→ PASSAGE SHOWN:
----

On 1/11/12 12:47 , Guillaume Sauthier (OW2) wrote:
Our use case involves FileInstall for starting Bundles in a directory.
When runned within Felix, we end up with a RESOLVED lazy bundle
triggered to load a class but not activating the lazy Bundle.
When runned within Equinox (with the same FileInstall and same
directory of Bundles), all our lazy Bundles are happily started.
So I assume that RESOLVED lazy bundles in Equinox are being started
automatically.
(I assumed that the same FileInstall with the same directory content
would produce the same set of install/start actions).
Well, there are different ways to handle the lazy activation trigger:
1. A one-time trigger, where the bundle is only activated once per
first class per class loader.
2. Per start trigger, where the bundle is put into STARTING each time
it is stopped and restarted, regardless of whether or not classes
have already been loaded from it.
Felix implements (1) and Equinox implements (2), I believe.
So, you could also see differences here, but not sure if this is
impacting you.
-> richard
--G
2012/1/11 Richard S. Hall <[email protected]
<mailto:[email protected]>>
On 1/11/12 12:31 , Guillaume Sauthier (OW2) wrote:
Is there any reason to not move your RESOLVED lazy Bundle into
STARTING state automatically when a class loading request happen ?
Or starting a Bundle is ALWAYS a "manual" operation ? I mean do
we want someone to take the decision to start a Bundle ?
The framework doesn't arbitrarily make start/stop decisions. That
is the job of the management agent.
-> richard
--G
2012/1/11 Richard S. Hall <[email protected]
<mailto:[email protected]>>
On 1/11/12 11:24 , Guillaume Sauthier (OW2) wrote:
With Felix, we experienced that the Bundle triggering the
class load can use the class loaded from the lazy Bundle,
but the lazy Bundle was not activated after the class was
loaded...
A bundle will only ever be activated if it has already been
started. This is true for lazy and non-lazy bundles. The only
difference is that lazy bundle activation is deferred until
the first class load, while non-lazy is immediate.
In other words, if you haven't started your lazy bundles,
don't expect them to get lazily activated.
-> richard
--G
2012/1/11 Guillaume Sauthier (OW2)
<[email protected] <mailto:[email protected]>>
Hi all
What happen when a Bundle with Bundle-ActivationPolicy:
lazy in its Manifest is being used while in the RESOLVED
state ?
In other words, the Bundle has not yet been started with
Bundle.start(START_LAZY_ACTIVATION), but another Bundle
is being activated and is using a class from the lazy
Bundle.
The examples I found on the OSGi web site are only
explaining behaviors when the lazy bundle is activated
because of a Bundle.loadClass() while in STARTING state.

----

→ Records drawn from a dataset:
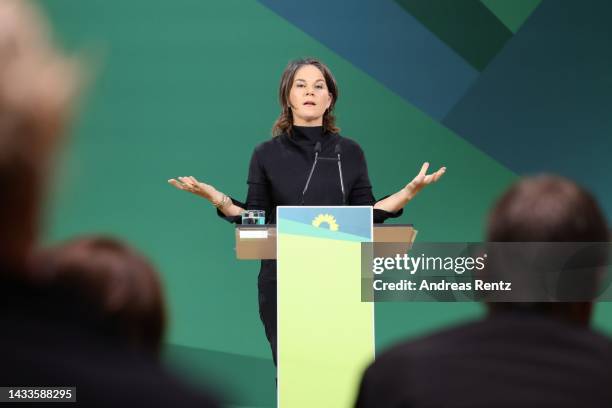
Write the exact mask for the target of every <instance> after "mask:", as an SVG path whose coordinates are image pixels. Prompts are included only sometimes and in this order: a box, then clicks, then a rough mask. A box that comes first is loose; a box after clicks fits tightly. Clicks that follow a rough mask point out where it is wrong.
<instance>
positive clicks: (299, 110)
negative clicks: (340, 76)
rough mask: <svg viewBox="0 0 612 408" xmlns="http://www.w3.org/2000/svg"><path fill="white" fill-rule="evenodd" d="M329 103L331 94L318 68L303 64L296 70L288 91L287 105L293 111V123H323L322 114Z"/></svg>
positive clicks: (313, 123)
mask: <svg viewBox="0 0 612 408" xmlns="http://www.w3.org/2000/svg"><path fill="white" fill-rule="evenodd" d="M331 103H332V96H331V94H330V93H329V90H328V89H327V84H326V83H325V77H323V73H322V72H321V71H320V70H319V68H317V67H315V66H314V65H304V66H303V67H301V68H300V69H298V70H297V71H296V73H295V76H294V77H293V84H292V85H291V91H290V92H289V107H290V108H291V111H292V112H293V124H294V125H297V126H321V125H323V114H324V113H325V110H326V109H327V108H329V106H330V105H331Z"/></svg>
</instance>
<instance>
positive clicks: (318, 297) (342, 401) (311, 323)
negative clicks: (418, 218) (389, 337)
mask: <svg viewBox="0 0 612 408" xmlns="http://www.w3.org/2000/svg"><path fill="white" fill-rule="evenodd" d="M276 219H277V224H276V225H239V226H237V227H236V232H235V233H236V255H237V258H238V259H276V260H277V302H278V306H277V327H278V334H277V340H278V350H277V357H278V361H277V362H278V370H277V381H278V384H277V390H278V406H279V407H283V408H286V407H289V408H299V407H308V408H311V407H350V406H352V404H353V402H354V398H355V395H356V392H357V387H358V383H359V379H360V377H361V374H362V373H363V370H364V369H365V367H366V366H367V364H369V363H370V362H371V361H372V360H373V358H374V350H375V344H374V304H373V303H371V302H363V301H362V288H361V284H362V279H361V278H362V276H361V263H362V244H363V243H371V242H374V243H376V242H388V243H396V244H397V243H403V244H404V245H405V248H406V249H408V247H409V246H410V244H411V243H412V242H413V241H414V239H415V236H416V231H415V230H414V228H413V227H412V225H373V224H372V207H356V206H350V207H303V206H300V207H278V208H277V217H276ZM394 247H396V246H395V245H394ZM375 248H376V247H375ZM375 255H378V254H376V249H375Z"/></svg>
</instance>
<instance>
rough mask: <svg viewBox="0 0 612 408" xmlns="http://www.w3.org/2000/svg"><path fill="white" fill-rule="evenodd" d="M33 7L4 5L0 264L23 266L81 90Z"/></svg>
mask: <svg viewBox="0 0 612 408" xmlns="http://www.w3.org/2000/svg"><path fill="white" fill-rule="evenodd" d="M45 23H46V21H45V19H44V18H43V16H42V15H41V14H39V13H38V12H37V10H36V8H35V7H34V6H33V4H32V3H30V2H29V1H25V0H2V1H0V27H1V29H0V191H2V200H0V242H2V245H0V263H4V264H10V265H13V264H15V265H17V266H20V265H21V264H22V263H23V262H24V261H25V259H26V257H27V255H28V254H29V252H30V250H31V249H32V246H33V244H34V241H35V239H36V237H37V235H38V224H39V222H38V210H39V205H40V200H41V195H42V188H43V186H44V184H45V183H44V177H45V175H46V174H47V171H46V170H47V161H48V160H49V158H50V155H51V151H52V149H53V147H54V146H55V145H56V142H57V139H59V138H58V136H59V135H60V133H61V131H62V127H63V126H64V123H65V121H66V119H67V116H68V113H69V110H70V109H69V107H70V104H71V102H72V99H73V96H74V93H75V91H76V88H77V71H78V69H77V64H76V63H75V62H74V61H73V60H72V59H70V58H68V57H66V56H64V54H63V53H61V52H60V51H59V50H58V49H57V48H56V47H55V46H54V44H53V43H52V41H51V38H50V34H49V32H48V30H47V26H46V24H45Z"/></svg>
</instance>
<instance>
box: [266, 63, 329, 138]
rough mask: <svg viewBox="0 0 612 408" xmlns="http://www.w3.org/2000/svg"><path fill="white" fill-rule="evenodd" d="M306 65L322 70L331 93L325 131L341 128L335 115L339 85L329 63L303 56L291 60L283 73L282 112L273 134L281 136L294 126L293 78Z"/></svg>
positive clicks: (290, 131) (281, 97)
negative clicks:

----

→ EXPLORE THE MATERIAL:
1. Decide whether each statement below agrees with the lazy-bundle thread. Answer yes or no for each, and quote the words of the thread that settle it.
(a) Felix uses a one-time trigger for lazy activation.
(b) The framework decides by itself when to start and stop bundles.
(c) Lazy and non-lazy bundles alike are activated only if they have already been started.
2. Retype the stretch of the lazy-bundle thread from "When runned within Felix, we" through "are happily started.".
3. Answer these questions from the lazy-bundle thread.
(a) What happened to the lazy bundles when the setup ran within Equinox?
(b) Whose job is it to make start/stop decisions?
(c) Until when is the activation of a lazy bundle deferred?

→ EXPECTED RESULTS:
1.
(a) Yes: "Felix implements (1) and Equinox implements (2), I believe." Item (1) is "A one-time trigger, where the bundle is only activated once per first class per class loader."
(b) No: "The framework doesn't arbitrarily make start/stop decisions. That is the job of the management agent."
(c) Yes: "A bundle will only ever be activated if it has already been started. This is true for lazy and non-lazy bundles."

2.
When runned within Felix, we end up with a RESOLVED lazy bundle
triggered to load a class but not activating the lazy Bundle.
When runned within Equinox (with the same FileInstall and same
directory of Bundles), all our lazy Bundles are happily started.

3.
(a) All of the lazy bundles were started.
(b) It is the job of the management agent.
(c) It is deferred until the first class load.